→ TASK
Each record is to be duplicated exactly, with nothing added.

Referring expression data
★ ★ ★
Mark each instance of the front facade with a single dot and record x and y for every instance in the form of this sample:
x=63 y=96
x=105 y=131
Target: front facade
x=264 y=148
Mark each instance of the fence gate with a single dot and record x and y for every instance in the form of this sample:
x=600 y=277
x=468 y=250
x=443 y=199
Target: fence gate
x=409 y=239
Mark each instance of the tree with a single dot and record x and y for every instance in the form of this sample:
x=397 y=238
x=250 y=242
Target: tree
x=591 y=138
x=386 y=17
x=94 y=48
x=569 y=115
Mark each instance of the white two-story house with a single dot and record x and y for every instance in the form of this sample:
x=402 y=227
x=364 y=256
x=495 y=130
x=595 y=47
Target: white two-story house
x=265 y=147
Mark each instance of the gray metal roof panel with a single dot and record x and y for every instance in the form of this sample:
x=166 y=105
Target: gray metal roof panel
★ ★ ★
→ EXERCISE OUTPUT
Mark each instance of the front facade with a single dot and record x and y for every instance in the form of this sample:
x=63 y=96
x=105 y=131
Target: front facade
x=264 y=148
Mark each instance of the fence gate with a single dot and record x and y for every instance in the form of this sample:
x=600 y=277
x=468 y=250
x=443 y=199
Target: fence gate
x=409 y=239
Mark each instance of the tree with a single dot and record x and y for every instance in the form of this sample:
x=397 y=238
x=250 y=242
Target: tree
x=591 y=138
x=386 y=17
x=94 y=48
x=569 y=115
Mark each instance of the white two-story house with a single dot and record x and y for every instance in the form of this sample:
x=402 y=227
x=364 y=256
x=495 y=130
x=595 y=47
Target: white two-story house
x=265 y=147
Mark each instance of the gray metal roof panel with a single dot and record x and y for every instance in the form of this sample:
x=166 y=105
Target: gray metal roof panel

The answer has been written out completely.